Your tasks ->
A – In the chemical manufacturing exercise below, which model has the highest R² and the lowest RMSE?
B – Please rewrite the chemical manufacturing exercise below, starting with "Increasing the interaction" and going on through "data(ChemicalManufacturingProcess)", and substitute "tree depth" for "interaction depth".
C – Pick up the chemical manufacturing exercise below after its last line and continue it.

Study text ->
——————————
Increasing the interaction depth is likely to spread the variable importance over more predictors, increasing the importance of some of the less significant variables.

Exercise 8.7

Refer to Exercises 6.3 and 7.5 which describe a chemical manufacturing process. Use the same data imputation, data splitting, and pre-processing steps as before and train several tree-based models:

# load data
data(ChemicalManufacturingProcess)

# apply same imputations, data splitting, and pre-processing as done in HW7

# impute
imputations <- preProcess(ChemicalManufacturingProcess, 
               method = c("knnImpute"), 
               k=5)

chem_man_imputed <- predict(imputations, ChemicalManufacturingProcess)

# filter nonzero variance variables
chem_man_filtered <- chem_man_imputed[,-nearZeroVar(chem_man_imputed)]

set.seed(613)  # for reproducibility

# split into training and testing
train_indices <- sample(nrow(chem_man_filtered), nrow(chem_man_filtered)*.8, replace=F)

trainChem <- chem_man_filtered[train_indices,]
testChem <- chem_man_filtered[-train_indices,]

# train models
# random forest model
rf_mod <- randomForest(Yield~.,
                       data=trainChem,
                       importance=T,
                       ntree=1000)

rf_pred <- predict(rf_mod, testChem)

# bagged tree
bagged_mod <- bagging(Yield ~ ., 
                     data = trainChem)

bagged_pred <- predict(bagged_mod, testChem)

# boosted tree
boosted_mod <- gbm(Yield ~ .,
                   data = trainChem,
                   distribution = "gaussian",
                   n.trees=1000)

boosted_pred <- predict(boosted_mod, testChem)

## Using 1000 trees...

# cubist 
cubist_mod <- train(Yield ~ .,
                    data = trainChem,
                    method = "cubist")

cubist_pred <- predict(cubist_mod, testChem)

(a) Which tree-based regression model gives the optimal resampling and test set performance?

rbind(RandomForest = postResample(rf_pred, testChem$Yield),
      BaggedTree = postResample(bagged_pred, testChem$Yield),
      BoostedTree = postResample(boosted_pred, testChem$Yield),
      Cubist = postResample(cubist_pred, testChem$Yield))

##                   RMSE  Rsquared       MAE
## RandomForest 0.6240582 0.5225684 0.5052709
## BaggedTree   0.6770303 0.4435007 0.5418391
## BoostedTree  0.6618618 0.5656576 0.5076747
## Cubist       0.5847081 0.6158759 0.4676564

The cubist model has the highest \(R^2\) and the lowest \(RMSE\).

(b) Which predictors are most important in the optimal tree-based regression model? Do either the biological or process variables dominate the list? How do the top 10 important predictors compare to the top 10 predictors from the optimal linear and nonlinear models?
——————————
Information ->

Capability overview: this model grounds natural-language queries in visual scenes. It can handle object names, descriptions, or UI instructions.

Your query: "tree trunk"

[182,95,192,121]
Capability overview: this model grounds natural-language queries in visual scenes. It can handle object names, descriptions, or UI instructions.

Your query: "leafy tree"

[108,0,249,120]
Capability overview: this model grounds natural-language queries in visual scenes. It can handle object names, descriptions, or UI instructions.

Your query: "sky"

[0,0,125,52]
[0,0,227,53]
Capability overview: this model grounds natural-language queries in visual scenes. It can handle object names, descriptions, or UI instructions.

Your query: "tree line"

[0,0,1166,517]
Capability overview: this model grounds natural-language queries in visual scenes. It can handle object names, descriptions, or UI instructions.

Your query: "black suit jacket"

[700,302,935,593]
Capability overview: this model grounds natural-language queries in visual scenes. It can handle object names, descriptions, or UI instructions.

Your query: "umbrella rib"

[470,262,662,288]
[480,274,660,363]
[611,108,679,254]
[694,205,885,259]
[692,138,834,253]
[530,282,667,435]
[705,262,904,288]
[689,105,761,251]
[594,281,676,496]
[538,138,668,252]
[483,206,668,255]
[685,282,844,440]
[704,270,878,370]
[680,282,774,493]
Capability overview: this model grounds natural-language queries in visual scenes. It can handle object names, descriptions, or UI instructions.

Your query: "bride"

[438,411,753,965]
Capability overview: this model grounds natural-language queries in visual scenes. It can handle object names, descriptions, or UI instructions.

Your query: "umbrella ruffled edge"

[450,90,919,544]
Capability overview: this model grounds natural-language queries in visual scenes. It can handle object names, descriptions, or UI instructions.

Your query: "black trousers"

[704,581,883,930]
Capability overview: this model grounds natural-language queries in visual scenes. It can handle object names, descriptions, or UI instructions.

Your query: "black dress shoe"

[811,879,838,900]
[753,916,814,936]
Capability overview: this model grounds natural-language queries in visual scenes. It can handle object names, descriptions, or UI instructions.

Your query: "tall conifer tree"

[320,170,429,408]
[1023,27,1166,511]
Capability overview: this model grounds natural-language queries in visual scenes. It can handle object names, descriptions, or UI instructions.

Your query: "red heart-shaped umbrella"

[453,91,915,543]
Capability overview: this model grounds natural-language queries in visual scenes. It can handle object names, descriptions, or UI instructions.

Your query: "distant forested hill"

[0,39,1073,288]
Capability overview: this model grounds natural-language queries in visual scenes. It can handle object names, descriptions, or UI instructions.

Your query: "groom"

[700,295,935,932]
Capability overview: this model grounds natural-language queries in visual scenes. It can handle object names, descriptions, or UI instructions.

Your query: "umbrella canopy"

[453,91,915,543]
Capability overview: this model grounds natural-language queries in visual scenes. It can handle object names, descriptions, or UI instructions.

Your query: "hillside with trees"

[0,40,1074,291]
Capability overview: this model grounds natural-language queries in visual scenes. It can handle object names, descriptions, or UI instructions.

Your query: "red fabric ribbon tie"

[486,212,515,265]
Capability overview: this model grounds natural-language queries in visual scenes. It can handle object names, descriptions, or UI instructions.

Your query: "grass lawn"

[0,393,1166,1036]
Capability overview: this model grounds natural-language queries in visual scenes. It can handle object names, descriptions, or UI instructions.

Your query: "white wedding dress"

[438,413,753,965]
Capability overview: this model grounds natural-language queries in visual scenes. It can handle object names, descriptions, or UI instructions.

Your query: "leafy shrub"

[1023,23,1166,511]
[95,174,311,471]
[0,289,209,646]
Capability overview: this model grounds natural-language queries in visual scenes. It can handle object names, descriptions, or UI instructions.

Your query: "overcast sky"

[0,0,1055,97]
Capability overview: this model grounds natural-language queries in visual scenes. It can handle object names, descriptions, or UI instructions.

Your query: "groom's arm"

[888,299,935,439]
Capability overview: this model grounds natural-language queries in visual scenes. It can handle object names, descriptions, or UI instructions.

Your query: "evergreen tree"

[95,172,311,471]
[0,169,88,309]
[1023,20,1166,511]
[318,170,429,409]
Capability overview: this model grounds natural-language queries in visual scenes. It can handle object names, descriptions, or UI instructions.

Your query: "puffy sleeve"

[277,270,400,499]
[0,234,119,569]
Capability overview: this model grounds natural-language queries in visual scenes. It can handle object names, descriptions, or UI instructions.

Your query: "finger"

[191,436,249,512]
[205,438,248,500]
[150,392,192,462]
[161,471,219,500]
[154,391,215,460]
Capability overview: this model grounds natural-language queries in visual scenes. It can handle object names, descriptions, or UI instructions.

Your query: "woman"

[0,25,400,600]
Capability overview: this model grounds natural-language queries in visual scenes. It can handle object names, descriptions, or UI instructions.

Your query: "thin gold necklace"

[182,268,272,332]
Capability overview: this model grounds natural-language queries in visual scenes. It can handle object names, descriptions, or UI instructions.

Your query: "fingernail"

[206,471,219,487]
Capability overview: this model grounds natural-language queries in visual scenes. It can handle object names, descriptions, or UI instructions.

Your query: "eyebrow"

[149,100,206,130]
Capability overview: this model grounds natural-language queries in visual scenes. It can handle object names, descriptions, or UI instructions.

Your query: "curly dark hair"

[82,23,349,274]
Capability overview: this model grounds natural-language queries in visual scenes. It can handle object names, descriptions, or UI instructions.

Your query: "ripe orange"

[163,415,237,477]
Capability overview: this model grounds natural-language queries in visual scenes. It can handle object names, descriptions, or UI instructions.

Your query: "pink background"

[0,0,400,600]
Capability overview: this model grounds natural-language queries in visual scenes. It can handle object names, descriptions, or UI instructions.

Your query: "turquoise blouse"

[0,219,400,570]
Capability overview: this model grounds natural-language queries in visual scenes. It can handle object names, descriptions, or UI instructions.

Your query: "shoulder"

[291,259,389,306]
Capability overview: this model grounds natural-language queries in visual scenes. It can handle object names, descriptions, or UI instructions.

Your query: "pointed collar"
——————————
Exercise answers ->
A – The cubist model.

B –
Increasing the tree depth is likely to spread the variable importance over more predictors, increasing the importance of some of the less significant variables.

Exercise 8.7

Refer to Exercises 6.3 and 7.5 which describe a chemical manufacturing process. Use the same data imputation, data splitting, and pre-processing steps as before and train several tree-based models:

# load data
data(ChemicalManufacturingProcess)

C –
We can look at the top 10 most important predictors in the cubist model.

plot(varImp(cubist_mod), 10)

The top 10 predictors are mostly process variables, with only one biological predictor present.

SVM Non-Linear Model

The top two predictors are the same for the non-linear SVM model and the tree model. The third most influential variable in the tree model, ManufacturingProcess09 is the tenth most important in the non-linear SVM model. BiologicalMaterial06 appears in the top four most important predictors for both models. ManufacturingProcess17 is the only other shared important predictor for these two models.

Lasso Linear Model

ManufacturingProcess32 is the top predictor for both the non-linear lasso model and the tree model. ManufacturingProcess13 and ManufacturingProcess09 appear in the top three, but the order of importance is switched for these two models. None of the biological predictors are shared amongst these models. ManufacturingProcess17 also appears as an important predictor within this model.

(c) Plot the optimal single tree with the distribution of yield in the terminal nodes. Does this view of the data provide additional knowledge about the biological or process predictors and their relationship with yield?

single_tree <- rpart(Yield ~ ., 
                     data = trainChem)

rpart.plot(single_tree)

The top predictor is the same, which is unsurprising. There are more biological predictors present in the single tree model than were seen in the more robust tree models. The tree gives interpretable breakdowns behind the reasoning of the splits which show the relationship between each predictor in the tree and the yield.